◆ **ASSIGNMENT**
Set down the part of the therapy post below from "So I've now" to "on my mind.", matching its wording and spelling.

◆ **SELECTED PASSAGE**
--

Therapy (5) Broken TVs

So I've now been going to therapy quazi-regularly for 5 months now. I say quazi becuase he does not have a regular spot for me, and I don't really want a regluar spot… it's that whole "commitment thing" that I seem to have a big problem with, but that is a story for another day.

Conversations with my therapist go like this: I sit down in the chair. We make arrangements for the next appointment. We settle in. He then looks at me funny until I say something. I've never tested him to see how long he would go without saying anything, but I'm reasonably certain that he would go the whole session without ever saying the first word. Once I start, he will ask questions, offer directions, offer observations, but it is my job to start the whole thing off. Say whatever is on my mind.

Sometimes I start by saying "I'm hungry". Sometimes I say "I'm tired". Sometimes I say "you got a haircut." Sometimes I say "I need a new TV".

"Why do you need a new TV?" he asks.

--

◆ **DATA SUPPLIED**
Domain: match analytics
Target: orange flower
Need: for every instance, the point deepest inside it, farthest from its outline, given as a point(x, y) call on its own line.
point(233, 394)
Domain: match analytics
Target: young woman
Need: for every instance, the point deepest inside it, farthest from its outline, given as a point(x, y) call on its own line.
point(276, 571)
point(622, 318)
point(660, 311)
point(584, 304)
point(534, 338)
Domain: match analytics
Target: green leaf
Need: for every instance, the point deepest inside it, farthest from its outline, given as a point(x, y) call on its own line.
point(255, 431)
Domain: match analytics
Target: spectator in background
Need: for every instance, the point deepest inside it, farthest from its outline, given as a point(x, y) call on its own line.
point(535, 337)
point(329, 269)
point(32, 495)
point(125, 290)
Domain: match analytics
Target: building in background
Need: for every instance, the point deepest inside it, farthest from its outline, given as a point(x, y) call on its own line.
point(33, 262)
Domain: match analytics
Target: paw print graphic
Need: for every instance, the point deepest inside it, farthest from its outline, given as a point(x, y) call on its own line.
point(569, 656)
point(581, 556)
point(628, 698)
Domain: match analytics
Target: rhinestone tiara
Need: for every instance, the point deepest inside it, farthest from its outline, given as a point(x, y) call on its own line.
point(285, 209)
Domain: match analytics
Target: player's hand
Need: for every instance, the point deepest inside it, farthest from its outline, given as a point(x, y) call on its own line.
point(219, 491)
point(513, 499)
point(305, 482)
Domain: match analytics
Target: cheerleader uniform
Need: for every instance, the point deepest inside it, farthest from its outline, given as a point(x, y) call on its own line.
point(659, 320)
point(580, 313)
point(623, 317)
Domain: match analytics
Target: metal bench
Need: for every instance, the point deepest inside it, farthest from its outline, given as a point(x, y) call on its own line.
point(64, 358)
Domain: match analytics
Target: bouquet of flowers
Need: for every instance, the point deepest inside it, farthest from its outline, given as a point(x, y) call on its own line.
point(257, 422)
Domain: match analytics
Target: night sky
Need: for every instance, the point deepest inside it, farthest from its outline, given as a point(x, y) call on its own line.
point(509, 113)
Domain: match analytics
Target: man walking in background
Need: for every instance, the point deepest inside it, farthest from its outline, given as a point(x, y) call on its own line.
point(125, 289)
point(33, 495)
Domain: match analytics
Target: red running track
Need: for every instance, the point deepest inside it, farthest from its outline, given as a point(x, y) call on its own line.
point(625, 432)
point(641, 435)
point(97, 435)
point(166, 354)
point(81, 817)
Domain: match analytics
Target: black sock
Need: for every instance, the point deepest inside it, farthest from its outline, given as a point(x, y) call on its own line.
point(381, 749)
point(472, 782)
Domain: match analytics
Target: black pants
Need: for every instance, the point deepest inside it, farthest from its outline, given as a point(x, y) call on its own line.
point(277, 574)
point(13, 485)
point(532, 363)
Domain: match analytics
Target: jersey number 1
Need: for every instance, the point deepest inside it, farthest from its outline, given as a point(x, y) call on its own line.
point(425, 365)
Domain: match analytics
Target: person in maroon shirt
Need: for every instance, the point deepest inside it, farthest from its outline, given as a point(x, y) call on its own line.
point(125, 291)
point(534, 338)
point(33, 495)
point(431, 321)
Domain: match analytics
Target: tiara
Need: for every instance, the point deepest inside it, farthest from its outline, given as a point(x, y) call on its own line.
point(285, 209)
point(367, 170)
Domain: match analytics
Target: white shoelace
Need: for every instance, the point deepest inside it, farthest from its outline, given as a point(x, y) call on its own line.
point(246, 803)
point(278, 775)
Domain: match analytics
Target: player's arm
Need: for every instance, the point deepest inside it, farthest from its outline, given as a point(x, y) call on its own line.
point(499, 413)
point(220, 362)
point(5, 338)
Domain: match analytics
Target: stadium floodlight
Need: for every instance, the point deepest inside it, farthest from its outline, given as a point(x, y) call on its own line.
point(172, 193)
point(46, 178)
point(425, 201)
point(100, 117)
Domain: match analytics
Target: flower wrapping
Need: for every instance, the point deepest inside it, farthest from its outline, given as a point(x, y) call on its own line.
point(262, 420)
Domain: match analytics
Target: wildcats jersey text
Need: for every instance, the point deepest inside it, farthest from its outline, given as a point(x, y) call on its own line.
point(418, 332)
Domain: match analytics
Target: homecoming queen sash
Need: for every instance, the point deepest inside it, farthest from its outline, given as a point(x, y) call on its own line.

--

◆ **RESPONSE**
So I've now been going to therapy quazi-regularly for 5 months now. I say quazi becuase he does not have a regular spot for me, and I don't really want a regluar spot… it's that whole "commitment thing" that I seem to have a big problem with, but that is a story for another day.

Conversations with my therapist go like this: I sit down in the chair. We make arrangements for the next appointment. We settle in. He then looks at me funny until I say something. I've never tested him to see how long he would go without saying anything, but I'm reasonably certain that he would go the whole session without ever saying the first word. Once I start, he will ask questions, offer directions, offer observations, but it is my job to start the whole thing off. Say whatever is on my mind.